--- Written instruction A ---
From the forum thread below, list each shell command that Abe404 gives in the installation and run steps, in order.

--- Text block ---

# # # # # # #

I believe this is now fixed. (fix in 182460a). Can you please pull the latest code and let me know how it goes and if you run into any more problems. This branch is still a bit 'work in progress' as I have some more tests I'd like to do before merging it back into the master branch so it is especially useful for me to hear how your testing goes and if you run into any issues.

Thanks again for your support and for reaching out with the detailed error message.

Kind regards,
Abraham

@ethanbass
Copy link

Thank you very much for looking into this! I am getting a different error now after reinstalling with your new commits:

Traceback (most recent call last):
  File "/Users/ethanbass/miniforge3/envs/rootpainter/bin/start-trainer", line 8, in <module>
    sys.exit(start())
  File "/Users/ethanbass/miniforge3/envs/rootpainter/lib/python3.9/site-packages/root_painter_trainer/__init__.py", line 30, in start
    from trainer import Trainer
  File "/Users/ethanbass/miniforge3/envs/rootpainter/lib/python3.9/site-packages/root_painter_trainer/trainer.py", line 39, in <module>
    from multi_epoch.multi_epoch_loader import MultiEpochsDataLoader
ModuleNotFoundError: No module named 'multi_epoch'

Not sure where the multi_epoch module is supposed to come from?

@Abe404
Copy link
Owner

Abe404 commented Jul 18, 2023

The multi_epoch module is found here:
https://github.com/Abe404/root_painter/tree/86-installing-root_trainer-on-an-m1-max-apple-silicon/trainer/multi_epoch

I think the missing multi_module might be an issue related to the method of installation and running using start-trainer.
I should fix this when I make the official release with pip (once this branch gets merged into master) but for now could you try installing and running by doing the following:

# download source code for specific mac branch (work in progress)
git clone -b 86-installing-root_trainer-on-an-m1-max-apple-silicon --single-branch https://github.com/Abe404/root_painter.git

# Create an environment for the trainer (to isolate dependencies)
python3 -m venv root_painter/trainer/env

# Activate environment 
source root_painter/trainer/env/bin/activate

# Install environment dependencies for trainer
pip install -r root_painter/trainer/requirements.txt

# Start trainer
python3 root_painter/trainer/main.py

@ethanbass
Copy link

Thanks. I think you're right that it was an installation issue. I was using pip to try to clone the m1 branch from github but it seems like it wasn't installing the multi_epoch folder? It seems to be working now after following your instructions. Thank you very much! I will update you if I run into any more issues. (Also FIY, I can already see that it's running much much faster from the local server on my computer compared to google colab).

@Abe404
Copy link
Owner

Abe404 commented Jul 18, 2023

seems like it wasn't installing the multi_epoch folder?

Seems like it. I will try to figure out why when I start working on the next pip release.

It seems to be working now after following your instructions

Ace!

I can already see that it's running much much faster from the local server on my computer compared to google colab.

# # # # # # #

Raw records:

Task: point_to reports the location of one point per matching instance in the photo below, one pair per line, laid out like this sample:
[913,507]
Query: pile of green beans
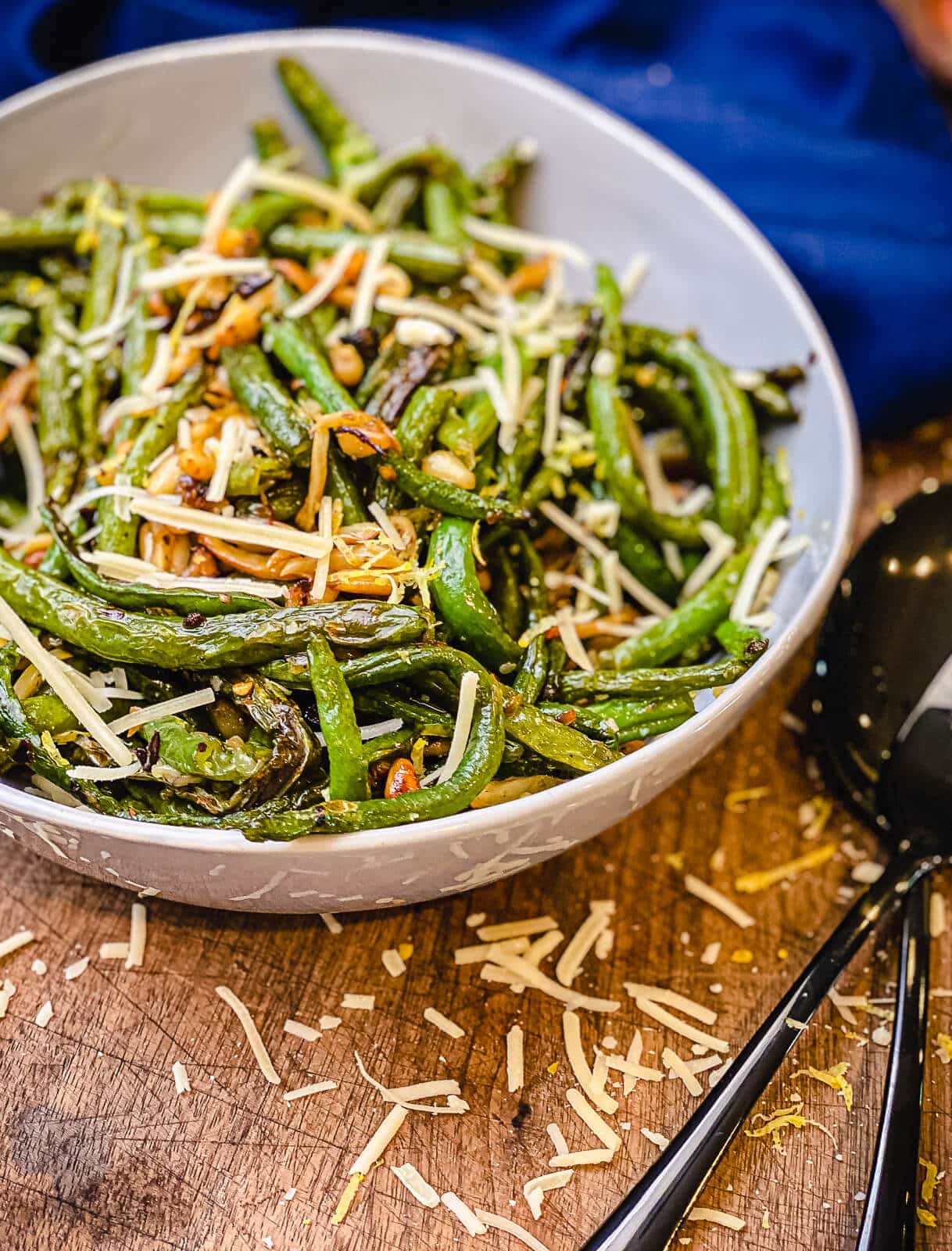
[454,632]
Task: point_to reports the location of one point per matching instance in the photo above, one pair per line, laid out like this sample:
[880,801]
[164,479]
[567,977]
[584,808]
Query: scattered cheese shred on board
[393,962]
[417,1185]
[572,1034]
[516,929]
[137,937]
[358,1002]
[716,1217]
[379,1142]
[750,884]
[660,995]
[717,900]
[250,1029]
[347,1199]
[424,1090]
[570,962]
[77,969]
[685,1031]
[478,952]
[507,1226]
[835,1077]
[937,915]
[678,1069]
[635,1071]
[535,1188]
[633,1057]
[601,1127]
[304,1091]
[463,1213]
[929,1181]
[298,1030]
[514,1061]
[16,942]
[531,976]
[443,1023]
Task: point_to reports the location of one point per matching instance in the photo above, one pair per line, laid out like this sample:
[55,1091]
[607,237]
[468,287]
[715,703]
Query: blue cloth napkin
[811,116]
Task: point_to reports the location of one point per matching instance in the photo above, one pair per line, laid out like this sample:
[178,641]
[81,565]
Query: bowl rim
[474,823]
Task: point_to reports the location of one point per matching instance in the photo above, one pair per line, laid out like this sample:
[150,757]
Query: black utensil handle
[889,1215]
[648,1219]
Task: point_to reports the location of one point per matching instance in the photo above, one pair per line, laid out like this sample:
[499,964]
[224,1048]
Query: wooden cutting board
[98,1151]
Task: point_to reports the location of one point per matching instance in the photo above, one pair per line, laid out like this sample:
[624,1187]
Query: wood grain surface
[98,1151]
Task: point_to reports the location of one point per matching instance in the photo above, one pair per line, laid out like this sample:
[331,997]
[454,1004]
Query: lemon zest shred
[835,1077]
[750,884]
[929,1181]
[737,801]
[347,1199]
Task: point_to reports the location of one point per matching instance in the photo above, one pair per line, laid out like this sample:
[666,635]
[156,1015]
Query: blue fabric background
[808,114]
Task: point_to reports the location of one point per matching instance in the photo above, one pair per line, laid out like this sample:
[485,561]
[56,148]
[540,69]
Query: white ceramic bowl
[179,116]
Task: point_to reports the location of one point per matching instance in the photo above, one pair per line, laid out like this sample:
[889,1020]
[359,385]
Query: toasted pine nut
[347,364]
[400,779]
[448,467]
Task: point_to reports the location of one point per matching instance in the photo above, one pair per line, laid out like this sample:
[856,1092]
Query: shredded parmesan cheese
[685,1031]
[464,1213]
[466,708]
[507,1226]
[572,1034]
[421,1188]
[304,1091]
[444,1023]
[358,1002]
[250,1029]
[629,583]
[16,941]
[137,937]
[673,1063]
[514,1063]
[570,962]
[53,672]
[393,962]
[319,292]
[514,239]
[601,1127]
[720,901]
[528,975]
[504,931]
[535,1188]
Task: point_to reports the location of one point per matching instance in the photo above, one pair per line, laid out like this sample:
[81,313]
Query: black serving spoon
[889,632]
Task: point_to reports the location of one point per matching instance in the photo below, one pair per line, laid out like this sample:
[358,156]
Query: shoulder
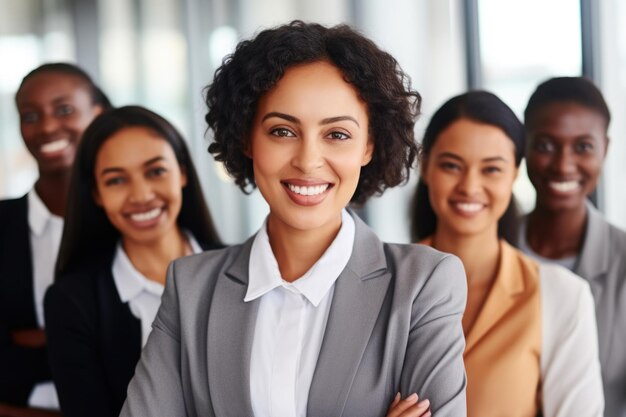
[80,285]
[192,273]
[566,301]
[14,203]
[13,209]
[559,282]
[209,260]
[426,270]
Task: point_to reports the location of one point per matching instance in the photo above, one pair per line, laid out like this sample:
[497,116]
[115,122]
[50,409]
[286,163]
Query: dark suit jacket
[394,325]
[20,368]
[94,341]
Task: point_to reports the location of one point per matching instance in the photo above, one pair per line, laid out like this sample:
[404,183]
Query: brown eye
[336,135]
[29,117]
[282,132]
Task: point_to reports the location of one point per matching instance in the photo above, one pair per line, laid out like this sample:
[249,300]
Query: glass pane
[31,32]
[523,43]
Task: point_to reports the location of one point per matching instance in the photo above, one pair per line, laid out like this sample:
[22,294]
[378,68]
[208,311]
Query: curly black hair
[579,90]
[257,65]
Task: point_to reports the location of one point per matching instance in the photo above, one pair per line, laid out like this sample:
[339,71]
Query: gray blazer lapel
[359,294]
[594,257]
[593,265]
[228,351]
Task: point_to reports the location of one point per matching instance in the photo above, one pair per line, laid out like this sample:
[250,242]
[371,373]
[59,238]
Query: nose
[469,183]
[563,161]
[48,124]
[309,155]
[140,192]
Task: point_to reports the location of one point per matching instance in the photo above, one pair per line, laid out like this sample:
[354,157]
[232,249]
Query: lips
[307,192]
[467,208]
[54,147]
[147,218]
[564,186]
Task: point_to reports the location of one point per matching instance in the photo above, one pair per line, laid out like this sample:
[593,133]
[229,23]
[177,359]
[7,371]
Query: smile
[469,207]
[308,190]
[56,146]
[564,186]
[146,216]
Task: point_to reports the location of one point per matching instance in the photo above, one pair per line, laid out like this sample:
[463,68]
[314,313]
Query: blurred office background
[161,53]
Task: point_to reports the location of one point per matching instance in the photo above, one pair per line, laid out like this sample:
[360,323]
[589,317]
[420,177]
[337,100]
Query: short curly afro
[257,65]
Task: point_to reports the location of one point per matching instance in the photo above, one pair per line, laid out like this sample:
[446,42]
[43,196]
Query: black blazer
[94,340]
[20,368]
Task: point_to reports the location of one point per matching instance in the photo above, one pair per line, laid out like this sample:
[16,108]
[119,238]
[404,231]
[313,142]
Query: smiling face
[469,173]
[55,109]
[308,143]
[139,184]
[567,144]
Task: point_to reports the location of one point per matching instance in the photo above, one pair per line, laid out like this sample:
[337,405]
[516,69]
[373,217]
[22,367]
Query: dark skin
[567,144]
[55,109]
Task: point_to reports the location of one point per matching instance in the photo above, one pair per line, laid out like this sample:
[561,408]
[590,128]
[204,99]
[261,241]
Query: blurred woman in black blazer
[136,205]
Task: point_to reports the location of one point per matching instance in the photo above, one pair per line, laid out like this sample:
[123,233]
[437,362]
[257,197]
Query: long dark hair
[88,235]
[481,107]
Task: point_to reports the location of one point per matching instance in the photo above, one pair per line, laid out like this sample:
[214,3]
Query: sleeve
[433,364]
[570,367]
[156,389]
[74,355]
[20,368]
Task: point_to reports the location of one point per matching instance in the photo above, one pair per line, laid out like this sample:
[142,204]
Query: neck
[152,259]
[480,253]
[296,251]
[556,234]
[53,191]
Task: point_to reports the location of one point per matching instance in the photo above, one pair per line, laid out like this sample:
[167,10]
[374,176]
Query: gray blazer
[602,262]
[394,325]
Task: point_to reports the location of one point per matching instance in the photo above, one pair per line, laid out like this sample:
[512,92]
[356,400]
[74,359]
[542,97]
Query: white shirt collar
[264,274]
[129,282]
[38,214]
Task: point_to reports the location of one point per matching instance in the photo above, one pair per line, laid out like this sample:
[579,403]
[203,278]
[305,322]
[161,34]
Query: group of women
[313,315]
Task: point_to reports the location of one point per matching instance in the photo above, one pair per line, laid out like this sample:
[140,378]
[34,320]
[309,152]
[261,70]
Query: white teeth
[303,190]
[55,146]
[148,215]
[469,207]
[564,186]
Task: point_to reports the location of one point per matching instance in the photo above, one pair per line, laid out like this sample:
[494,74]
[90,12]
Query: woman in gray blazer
[566,122]
[314,315]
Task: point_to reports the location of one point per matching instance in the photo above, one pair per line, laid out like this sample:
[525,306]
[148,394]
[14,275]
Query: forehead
[51,85]
[568,116]
[316,89]
[474,141]
[132,146]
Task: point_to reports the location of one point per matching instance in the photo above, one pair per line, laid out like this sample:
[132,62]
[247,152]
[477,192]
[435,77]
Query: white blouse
[290,323]
[142,295]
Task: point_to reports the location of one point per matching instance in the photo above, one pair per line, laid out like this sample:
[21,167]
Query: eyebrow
[458,158]
[294,119]
[145,164]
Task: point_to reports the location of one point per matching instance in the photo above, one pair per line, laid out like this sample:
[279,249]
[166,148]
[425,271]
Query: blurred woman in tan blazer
[530,329]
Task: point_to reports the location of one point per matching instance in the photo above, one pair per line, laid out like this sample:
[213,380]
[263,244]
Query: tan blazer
[503,348]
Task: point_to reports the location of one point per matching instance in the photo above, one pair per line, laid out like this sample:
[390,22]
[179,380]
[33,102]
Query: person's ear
[607,141]
[96,197]
[369,152]
[423,162]
[247,148]
[183,176]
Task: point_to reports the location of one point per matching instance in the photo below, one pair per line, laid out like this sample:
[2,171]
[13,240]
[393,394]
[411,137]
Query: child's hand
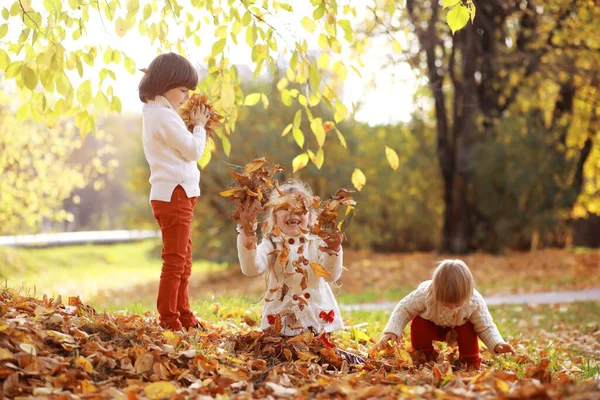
[504,348]
[388,337]
[249,211]
[334,241]
[200,115]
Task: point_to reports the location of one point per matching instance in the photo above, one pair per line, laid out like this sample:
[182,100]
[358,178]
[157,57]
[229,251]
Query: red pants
[175,221]
[423,332]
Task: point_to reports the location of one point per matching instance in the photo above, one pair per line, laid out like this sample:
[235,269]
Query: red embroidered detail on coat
[327,316]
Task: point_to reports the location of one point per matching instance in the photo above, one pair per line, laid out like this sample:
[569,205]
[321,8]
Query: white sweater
[171,150]
[320,297]
[421,303]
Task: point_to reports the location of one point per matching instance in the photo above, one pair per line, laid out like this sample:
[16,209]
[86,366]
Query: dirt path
[525,298]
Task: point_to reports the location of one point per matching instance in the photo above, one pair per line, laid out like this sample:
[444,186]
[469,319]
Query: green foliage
[397,210]
[524,182]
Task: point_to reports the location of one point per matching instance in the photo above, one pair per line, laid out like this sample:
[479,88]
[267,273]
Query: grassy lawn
[90,271]
[554,343]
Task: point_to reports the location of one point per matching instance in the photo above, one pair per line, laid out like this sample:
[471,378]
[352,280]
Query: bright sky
[385,94]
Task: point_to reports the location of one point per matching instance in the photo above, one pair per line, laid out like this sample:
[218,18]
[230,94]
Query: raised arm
[484,324]
[175,134]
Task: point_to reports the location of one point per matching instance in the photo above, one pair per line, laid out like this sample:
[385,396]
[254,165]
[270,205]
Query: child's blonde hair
[290,187]
[452,282]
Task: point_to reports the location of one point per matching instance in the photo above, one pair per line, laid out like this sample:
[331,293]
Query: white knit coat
[171,150]
[320,297]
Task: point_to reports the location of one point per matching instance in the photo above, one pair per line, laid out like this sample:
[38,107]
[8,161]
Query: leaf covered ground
[68,350]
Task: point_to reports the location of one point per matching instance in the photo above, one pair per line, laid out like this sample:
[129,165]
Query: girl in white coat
[299,266]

# # # # # # #

--- Written instruction B ---
Report every line of the listing above that contains the string "green".

--- Complete response A ---
git clone -b 86-installing-root_trainer-on-an-m1-max-apple-silicon --single-branch https://github.com/Abe404/root_painter.git
python3 -m venv root_painter/trainer/env
source root_painter/trainer/env/bin/activate
pip install -r root_painter/trainer/requirements.txt
python3 root_painter/trainer/main.py

--- Complete response B ---
Query: pile of green beans
Query: green foliage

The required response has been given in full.